>> Begin

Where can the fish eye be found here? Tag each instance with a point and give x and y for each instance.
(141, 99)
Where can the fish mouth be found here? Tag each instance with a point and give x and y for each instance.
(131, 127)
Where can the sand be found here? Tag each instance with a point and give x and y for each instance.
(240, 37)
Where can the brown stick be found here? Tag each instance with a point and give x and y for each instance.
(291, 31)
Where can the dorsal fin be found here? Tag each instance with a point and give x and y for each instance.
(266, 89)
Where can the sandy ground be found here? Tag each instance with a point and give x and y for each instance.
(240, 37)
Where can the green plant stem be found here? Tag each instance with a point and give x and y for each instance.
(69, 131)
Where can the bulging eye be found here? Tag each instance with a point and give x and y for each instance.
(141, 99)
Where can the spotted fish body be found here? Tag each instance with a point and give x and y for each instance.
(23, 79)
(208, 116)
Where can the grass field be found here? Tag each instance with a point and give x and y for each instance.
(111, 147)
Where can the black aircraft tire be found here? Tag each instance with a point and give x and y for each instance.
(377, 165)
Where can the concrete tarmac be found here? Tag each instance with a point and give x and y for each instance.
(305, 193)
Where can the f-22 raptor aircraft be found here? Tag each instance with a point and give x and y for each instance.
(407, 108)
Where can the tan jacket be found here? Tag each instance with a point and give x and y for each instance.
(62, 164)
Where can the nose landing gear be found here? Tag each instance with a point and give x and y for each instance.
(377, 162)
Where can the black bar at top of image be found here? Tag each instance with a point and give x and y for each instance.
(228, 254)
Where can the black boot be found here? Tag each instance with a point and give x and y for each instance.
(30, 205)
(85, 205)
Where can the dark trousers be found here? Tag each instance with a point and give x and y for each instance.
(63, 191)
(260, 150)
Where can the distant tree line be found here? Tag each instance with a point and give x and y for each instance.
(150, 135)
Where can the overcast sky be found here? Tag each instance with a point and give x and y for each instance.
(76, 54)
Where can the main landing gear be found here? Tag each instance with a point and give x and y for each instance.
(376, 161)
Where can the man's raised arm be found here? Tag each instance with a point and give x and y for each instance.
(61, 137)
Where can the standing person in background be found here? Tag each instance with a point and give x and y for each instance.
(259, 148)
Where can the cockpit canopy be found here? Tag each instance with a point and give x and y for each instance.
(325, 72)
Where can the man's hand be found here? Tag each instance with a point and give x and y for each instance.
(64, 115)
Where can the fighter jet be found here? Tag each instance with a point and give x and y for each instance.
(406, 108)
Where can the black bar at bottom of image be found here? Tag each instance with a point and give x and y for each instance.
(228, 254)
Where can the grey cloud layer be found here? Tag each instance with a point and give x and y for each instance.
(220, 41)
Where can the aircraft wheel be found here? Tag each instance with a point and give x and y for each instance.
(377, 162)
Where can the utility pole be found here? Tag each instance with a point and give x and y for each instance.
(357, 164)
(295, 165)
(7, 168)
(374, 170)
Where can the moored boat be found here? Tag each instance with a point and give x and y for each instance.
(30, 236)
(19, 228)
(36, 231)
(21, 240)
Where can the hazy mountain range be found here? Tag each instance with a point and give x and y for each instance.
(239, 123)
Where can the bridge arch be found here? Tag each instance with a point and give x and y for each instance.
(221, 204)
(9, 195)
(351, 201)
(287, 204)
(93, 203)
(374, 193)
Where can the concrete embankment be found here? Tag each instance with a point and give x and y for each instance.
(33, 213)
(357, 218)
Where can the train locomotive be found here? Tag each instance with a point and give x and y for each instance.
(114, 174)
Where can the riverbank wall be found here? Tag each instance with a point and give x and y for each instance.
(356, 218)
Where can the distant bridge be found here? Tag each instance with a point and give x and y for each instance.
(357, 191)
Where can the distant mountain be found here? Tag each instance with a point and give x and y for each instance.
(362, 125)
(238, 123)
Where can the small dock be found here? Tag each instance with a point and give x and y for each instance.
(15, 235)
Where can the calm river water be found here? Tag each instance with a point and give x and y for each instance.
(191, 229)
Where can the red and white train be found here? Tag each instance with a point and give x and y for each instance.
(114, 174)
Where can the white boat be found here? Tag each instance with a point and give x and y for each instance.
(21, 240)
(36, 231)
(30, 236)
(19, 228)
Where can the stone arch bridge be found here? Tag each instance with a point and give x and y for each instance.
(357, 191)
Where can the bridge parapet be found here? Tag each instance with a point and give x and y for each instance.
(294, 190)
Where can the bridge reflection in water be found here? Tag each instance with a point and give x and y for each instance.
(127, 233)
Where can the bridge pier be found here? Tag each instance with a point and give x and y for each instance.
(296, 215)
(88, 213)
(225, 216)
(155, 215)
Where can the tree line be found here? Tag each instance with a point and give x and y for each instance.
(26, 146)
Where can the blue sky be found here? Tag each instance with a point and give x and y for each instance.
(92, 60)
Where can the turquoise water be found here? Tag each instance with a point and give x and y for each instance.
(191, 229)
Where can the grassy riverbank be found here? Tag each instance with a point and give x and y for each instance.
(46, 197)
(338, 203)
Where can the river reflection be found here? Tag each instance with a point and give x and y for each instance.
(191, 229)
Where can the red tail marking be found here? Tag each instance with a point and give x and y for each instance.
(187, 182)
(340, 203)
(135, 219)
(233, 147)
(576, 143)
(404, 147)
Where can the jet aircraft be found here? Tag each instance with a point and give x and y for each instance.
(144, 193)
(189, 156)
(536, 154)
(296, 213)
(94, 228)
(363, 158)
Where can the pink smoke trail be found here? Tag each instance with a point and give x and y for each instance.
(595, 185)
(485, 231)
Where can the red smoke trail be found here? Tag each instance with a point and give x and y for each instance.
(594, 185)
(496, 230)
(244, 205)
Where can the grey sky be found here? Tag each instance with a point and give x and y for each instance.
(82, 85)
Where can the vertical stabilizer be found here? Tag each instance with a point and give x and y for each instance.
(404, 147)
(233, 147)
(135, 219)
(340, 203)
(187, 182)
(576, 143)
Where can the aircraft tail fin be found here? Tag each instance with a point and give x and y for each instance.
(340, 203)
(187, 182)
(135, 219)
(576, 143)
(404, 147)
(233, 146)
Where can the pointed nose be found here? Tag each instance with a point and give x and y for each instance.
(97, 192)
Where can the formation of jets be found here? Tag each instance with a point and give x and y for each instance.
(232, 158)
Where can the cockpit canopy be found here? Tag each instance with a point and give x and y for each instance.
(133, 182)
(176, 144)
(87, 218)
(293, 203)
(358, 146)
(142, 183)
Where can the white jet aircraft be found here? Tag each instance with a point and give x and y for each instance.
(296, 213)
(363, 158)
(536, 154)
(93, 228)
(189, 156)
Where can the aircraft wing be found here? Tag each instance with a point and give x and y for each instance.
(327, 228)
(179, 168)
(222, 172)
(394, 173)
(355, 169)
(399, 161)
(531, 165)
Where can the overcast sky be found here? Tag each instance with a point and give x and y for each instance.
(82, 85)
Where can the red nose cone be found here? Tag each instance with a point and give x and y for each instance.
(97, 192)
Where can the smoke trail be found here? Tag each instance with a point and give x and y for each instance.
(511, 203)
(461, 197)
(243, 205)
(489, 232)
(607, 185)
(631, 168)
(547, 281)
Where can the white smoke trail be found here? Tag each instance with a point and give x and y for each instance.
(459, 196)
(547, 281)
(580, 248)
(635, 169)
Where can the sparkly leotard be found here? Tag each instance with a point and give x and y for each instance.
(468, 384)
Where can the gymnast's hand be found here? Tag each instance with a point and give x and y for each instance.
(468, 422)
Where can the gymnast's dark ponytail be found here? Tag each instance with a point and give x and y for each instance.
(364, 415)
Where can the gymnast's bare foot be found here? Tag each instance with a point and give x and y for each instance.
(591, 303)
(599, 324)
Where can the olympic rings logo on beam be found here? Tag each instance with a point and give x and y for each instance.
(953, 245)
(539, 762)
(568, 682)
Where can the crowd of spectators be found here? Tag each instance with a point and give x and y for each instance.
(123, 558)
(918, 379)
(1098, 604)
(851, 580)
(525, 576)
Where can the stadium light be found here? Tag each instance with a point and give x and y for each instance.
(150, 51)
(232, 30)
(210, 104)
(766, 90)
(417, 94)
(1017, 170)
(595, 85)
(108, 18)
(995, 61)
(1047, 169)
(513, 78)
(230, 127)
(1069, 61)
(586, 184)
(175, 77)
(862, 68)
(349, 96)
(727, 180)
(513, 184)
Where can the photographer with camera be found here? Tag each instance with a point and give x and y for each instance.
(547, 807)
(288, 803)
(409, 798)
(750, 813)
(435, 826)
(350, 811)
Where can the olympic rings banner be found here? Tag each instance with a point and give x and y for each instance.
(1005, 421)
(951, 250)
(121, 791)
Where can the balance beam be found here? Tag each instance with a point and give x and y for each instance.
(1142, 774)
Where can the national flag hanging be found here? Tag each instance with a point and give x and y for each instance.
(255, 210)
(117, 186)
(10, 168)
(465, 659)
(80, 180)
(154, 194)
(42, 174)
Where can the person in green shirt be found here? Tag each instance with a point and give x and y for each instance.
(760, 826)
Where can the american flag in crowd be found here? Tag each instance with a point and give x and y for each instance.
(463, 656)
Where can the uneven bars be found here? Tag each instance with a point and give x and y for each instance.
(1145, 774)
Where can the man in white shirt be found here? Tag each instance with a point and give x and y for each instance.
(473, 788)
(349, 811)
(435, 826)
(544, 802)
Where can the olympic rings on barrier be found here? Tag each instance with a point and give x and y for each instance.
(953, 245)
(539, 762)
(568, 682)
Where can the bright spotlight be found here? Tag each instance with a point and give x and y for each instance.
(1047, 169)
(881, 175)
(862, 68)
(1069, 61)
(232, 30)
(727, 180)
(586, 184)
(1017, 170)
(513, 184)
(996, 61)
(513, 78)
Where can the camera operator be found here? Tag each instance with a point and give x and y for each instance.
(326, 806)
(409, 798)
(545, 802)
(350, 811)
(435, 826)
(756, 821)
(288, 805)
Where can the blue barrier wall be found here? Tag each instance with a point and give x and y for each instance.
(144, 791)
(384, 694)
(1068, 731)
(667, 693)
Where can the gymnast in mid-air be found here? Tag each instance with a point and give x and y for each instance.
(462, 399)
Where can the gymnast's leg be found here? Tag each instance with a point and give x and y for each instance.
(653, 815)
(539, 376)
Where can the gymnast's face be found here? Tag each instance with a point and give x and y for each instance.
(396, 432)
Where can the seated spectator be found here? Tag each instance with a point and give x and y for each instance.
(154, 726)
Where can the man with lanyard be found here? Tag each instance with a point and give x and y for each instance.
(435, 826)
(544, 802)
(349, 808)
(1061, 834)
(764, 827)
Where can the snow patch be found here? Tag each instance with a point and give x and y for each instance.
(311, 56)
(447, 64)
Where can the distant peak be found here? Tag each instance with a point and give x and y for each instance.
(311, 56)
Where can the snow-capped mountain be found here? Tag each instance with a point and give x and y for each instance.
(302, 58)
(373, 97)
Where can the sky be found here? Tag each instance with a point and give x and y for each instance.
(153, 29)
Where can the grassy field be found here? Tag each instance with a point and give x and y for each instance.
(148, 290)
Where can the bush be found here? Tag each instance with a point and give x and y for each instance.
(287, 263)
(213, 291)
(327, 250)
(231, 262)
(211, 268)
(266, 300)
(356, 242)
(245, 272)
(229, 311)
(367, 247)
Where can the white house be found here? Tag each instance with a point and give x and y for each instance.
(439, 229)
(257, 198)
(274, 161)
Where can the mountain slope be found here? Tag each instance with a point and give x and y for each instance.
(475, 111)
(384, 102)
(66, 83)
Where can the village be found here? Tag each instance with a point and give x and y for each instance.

>> End

> **Given task**
Transcribe exactly the line containing "Where can the sky" and all remaining lines of the material, ending with the last one.

> **Response for this exercise**
Where can the sky be found here? Tag each instance with a point and give x and y for each instance.
(153, 29)
Where can the grassy field be found here? Tag each instance with a point and give x and y for each instance.
(148, 290)
Where can the bush be found here? Tag each instance with a point and give x and y for each instance.
(287, 263)
(213, 291)
(327, 250)
(231, 262)
(211, 268)
(266, 300)
(356, 242)
(245, 272)
(229, 311)
(367, 247)
Where can the white house be found here? Tag each instance with a point and give x and y for each instance.
(439, 229)
(257, 198)
(274, 161)
Where can the mountain slope be found here? Tag each instance with a point and give x and y for each instance.
(475, 111)
(384, 102)
(66, 83)
Where can the village be found here? Tag each instance with a point and give x and y for each instance.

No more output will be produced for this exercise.